**TASK BRIEF**
Find "Where can you see the black piping" in the data, then restate the line it sits in and every later line word for word, ending with the last line.

>> BEGIN ENTRIES SUPPLIED

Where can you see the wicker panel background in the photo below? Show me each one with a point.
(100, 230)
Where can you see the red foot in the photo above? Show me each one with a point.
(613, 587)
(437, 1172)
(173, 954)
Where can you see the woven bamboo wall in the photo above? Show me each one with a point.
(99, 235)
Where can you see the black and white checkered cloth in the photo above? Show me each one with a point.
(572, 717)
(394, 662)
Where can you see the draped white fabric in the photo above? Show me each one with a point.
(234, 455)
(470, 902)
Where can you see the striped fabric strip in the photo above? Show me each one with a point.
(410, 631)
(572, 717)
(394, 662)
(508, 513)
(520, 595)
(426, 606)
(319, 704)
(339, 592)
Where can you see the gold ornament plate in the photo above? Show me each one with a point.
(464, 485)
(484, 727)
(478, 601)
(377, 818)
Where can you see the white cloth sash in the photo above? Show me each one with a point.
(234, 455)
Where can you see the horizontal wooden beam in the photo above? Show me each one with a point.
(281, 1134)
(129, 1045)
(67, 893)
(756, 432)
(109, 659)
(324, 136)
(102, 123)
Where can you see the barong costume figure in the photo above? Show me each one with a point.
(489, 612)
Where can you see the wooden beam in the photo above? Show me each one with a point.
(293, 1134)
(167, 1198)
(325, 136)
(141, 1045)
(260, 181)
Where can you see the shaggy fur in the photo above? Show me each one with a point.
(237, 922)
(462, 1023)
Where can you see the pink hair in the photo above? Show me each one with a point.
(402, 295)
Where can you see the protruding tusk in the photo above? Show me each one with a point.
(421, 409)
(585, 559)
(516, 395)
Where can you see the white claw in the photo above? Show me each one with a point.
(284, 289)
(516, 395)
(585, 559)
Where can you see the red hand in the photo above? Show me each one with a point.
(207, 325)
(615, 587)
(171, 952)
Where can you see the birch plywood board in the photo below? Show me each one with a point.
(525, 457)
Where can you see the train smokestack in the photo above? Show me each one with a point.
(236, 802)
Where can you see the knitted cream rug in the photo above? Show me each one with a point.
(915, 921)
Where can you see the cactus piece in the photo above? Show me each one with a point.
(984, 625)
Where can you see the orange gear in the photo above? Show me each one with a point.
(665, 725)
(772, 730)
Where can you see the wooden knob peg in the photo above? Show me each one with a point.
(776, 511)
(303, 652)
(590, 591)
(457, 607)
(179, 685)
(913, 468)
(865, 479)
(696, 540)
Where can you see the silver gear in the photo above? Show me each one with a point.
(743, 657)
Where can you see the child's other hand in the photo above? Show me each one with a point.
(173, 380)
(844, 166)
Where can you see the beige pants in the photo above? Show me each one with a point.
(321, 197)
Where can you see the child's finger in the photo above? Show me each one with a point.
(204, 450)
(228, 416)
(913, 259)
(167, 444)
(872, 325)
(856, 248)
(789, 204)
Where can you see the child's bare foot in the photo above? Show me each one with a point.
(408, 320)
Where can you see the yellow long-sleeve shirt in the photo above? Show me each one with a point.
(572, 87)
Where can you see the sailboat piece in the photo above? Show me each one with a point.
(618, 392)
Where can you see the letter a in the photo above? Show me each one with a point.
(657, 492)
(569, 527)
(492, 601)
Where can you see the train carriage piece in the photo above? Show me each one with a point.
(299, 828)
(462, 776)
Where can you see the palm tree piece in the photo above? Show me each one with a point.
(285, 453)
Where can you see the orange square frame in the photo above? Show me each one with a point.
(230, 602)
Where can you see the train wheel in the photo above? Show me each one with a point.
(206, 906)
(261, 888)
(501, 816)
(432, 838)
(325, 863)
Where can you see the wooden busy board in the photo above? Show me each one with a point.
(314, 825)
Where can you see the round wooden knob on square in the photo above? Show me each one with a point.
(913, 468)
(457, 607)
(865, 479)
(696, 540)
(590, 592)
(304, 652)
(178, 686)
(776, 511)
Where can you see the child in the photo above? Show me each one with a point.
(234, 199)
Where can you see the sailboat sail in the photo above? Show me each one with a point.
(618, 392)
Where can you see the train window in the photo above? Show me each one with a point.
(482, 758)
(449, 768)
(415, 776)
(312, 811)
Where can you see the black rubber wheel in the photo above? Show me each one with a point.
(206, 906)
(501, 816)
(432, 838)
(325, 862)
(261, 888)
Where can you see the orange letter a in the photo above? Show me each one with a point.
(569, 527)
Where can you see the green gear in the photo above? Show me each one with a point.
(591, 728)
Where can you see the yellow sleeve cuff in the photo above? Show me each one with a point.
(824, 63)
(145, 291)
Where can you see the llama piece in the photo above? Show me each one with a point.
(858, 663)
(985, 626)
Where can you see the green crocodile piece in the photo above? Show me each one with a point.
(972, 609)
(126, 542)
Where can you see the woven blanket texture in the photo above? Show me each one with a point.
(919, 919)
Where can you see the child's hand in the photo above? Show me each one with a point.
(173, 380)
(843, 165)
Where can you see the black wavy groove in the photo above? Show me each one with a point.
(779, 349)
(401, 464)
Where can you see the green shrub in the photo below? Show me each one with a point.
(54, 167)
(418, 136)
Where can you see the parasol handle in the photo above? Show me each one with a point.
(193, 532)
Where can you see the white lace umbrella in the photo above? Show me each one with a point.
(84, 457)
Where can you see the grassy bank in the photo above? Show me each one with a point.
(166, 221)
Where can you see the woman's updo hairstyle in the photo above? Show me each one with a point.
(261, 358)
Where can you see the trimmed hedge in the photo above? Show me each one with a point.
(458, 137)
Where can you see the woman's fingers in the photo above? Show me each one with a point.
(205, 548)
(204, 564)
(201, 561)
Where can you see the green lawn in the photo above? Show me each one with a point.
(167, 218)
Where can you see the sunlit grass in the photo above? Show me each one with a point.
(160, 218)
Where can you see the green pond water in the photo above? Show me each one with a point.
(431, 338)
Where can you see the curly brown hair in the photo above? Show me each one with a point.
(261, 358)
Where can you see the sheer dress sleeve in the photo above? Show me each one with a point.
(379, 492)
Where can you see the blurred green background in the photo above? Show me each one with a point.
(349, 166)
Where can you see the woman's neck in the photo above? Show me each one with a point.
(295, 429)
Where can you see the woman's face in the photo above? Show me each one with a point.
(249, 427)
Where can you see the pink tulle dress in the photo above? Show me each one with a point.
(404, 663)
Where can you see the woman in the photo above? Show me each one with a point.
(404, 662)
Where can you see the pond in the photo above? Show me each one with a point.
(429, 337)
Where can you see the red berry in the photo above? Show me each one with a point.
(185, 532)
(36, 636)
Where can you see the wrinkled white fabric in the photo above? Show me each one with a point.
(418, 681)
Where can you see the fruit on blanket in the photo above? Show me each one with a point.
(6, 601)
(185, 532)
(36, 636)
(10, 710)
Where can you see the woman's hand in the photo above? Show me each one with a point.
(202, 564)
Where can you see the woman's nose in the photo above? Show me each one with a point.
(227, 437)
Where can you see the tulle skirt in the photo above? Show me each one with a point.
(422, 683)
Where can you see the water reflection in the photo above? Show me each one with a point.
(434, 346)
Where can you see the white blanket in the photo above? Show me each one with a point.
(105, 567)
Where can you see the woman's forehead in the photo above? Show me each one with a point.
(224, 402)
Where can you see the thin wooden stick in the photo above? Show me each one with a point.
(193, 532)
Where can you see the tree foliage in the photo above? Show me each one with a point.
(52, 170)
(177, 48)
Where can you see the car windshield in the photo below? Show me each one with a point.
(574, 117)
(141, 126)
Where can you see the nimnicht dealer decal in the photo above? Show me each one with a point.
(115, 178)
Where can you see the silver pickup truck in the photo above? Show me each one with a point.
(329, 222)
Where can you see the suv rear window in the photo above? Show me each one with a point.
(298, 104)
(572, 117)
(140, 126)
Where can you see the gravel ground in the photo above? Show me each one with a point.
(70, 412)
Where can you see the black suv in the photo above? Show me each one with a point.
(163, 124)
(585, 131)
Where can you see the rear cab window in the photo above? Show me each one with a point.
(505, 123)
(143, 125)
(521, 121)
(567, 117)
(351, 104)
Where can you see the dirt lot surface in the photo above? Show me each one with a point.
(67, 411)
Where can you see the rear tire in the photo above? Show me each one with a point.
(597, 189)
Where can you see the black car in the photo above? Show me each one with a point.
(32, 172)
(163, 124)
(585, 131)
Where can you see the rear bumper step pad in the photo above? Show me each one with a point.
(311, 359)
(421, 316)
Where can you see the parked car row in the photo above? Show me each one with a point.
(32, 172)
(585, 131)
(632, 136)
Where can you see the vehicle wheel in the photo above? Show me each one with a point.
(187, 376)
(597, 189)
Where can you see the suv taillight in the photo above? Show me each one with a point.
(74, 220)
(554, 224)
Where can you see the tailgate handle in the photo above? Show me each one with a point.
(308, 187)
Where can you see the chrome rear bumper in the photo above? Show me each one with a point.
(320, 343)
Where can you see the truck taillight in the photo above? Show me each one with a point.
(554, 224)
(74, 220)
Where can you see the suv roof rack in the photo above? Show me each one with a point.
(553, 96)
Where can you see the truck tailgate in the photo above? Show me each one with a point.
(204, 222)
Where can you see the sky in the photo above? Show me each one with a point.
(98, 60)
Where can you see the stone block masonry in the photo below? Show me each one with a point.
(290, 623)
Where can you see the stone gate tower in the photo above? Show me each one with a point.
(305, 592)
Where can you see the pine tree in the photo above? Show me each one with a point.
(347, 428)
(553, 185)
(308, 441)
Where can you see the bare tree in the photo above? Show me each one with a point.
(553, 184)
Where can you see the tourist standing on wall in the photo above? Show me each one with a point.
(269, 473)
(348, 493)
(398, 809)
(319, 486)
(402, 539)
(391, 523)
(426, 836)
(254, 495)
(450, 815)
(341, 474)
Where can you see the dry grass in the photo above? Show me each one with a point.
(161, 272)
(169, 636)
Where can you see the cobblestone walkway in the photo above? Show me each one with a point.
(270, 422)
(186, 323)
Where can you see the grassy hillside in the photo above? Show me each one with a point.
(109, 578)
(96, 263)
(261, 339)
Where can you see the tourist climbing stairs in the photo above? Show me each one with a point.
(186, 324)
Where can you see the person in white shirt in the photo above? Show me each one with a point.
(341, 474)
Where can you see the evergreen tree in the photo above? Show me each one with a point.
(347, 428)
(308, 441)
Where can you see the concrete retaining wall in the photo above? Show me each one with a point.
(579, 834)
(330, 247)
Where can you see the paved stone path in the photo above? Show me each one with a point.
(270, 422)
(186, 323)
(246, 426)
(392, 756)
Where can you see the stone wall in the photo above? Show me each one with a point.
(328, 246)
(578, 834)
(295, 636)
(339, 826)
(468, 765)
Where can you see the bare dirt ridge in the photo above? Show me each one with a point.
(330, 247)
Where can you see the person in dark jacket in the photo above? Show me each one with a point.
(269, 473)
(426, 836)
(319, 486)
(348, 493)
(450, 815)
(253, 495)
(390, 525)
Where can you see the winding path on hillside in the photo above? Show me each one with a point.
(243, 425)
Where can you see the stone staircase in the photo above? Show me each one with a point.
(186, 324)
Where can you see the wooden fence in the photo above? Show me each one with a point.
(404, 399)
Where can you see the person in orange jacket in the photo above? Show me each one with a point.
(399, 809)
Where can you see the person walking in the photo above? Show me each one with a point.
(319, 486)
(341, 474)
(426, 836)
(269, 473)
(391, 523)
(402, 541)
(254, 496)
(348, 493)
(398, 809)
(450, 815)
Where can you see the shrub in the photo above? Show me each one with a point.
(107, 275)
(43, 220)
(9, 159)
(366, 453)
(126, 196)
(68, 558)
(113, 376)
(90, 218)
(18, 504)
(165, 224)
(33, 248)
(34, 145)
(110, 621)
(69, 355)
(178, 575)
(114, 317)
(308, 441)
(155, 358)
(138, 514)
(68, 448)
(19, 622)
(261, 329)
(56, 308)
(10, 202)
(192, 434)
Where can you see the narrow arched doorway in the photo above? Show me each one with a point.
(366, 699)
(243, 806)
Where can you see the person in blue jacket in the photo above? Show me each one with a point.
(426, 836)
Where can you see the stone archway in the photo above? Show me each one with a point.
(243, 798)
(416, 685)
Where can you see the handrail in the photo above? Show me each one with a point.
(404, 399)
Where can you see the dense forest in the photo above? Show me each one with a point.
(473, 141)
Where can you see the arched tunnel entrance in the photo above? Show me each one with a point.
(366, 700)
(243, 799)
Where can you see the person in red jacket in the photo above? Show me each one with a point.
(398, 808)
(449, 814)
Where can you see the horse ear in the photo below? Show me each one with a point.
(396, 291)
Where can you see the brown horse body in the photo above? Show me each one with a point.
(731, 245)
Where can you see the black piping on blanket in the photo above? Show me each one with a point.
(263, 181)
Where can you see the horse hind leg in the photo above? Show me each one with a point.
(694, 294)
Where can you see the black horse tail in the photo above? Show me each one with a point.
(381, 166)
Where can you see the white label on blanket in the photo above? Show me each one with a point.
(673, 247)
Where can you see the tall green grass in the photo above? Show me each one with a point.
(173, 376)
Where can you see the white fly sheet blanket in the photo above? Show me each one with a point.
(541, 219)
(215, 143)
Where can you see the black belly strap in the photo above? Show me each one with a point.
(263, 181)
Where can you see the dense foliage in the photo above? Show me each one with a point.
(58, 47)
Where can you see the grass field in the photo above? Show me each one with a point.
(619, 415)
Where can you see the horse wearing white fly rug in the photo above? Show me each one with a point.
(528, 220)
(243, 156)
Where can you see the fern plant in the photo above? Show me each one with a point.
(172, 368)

>> END ENTRIES SUPPLIED

**EXPECTED OUTPUT**
Where can you see the black piping on blanket in the photo above? Show me each one with a point.
(263, 181)
Where can you see the horse hind leg in the photo above? Show me each one with a point.
(694, 294)
Where can you see the black horse tail in the photo above? Show me each one with a point.
(381, 166)
Where can you see the white label on blanket in the photo above? Show me each one with a point.
(673, 247)
Where can you see the tall green grass in the photo above? Show me each one with a point.
(173, 376)
Where can you see the white fly sheet blanket in the photo above? Show me each one with a point.
(541, 219)
(215, 143)
Where can you see the black belly strap in the photo above? Show me each one with a point.
(263, 181)
Where can you see the dense foliage in the photo above? Show me each one with a point.
(58, 47)
Where can you see the grass field in the photo above? Show me each one with a point.
(619, 415)
Where can you see the horse wearing white fly rug in the photo above? Show me each one with a point.
(528, 220)
(243, 156)
Where can you see the fern plant in the photo above? Show me each one with a point.
(172, 368)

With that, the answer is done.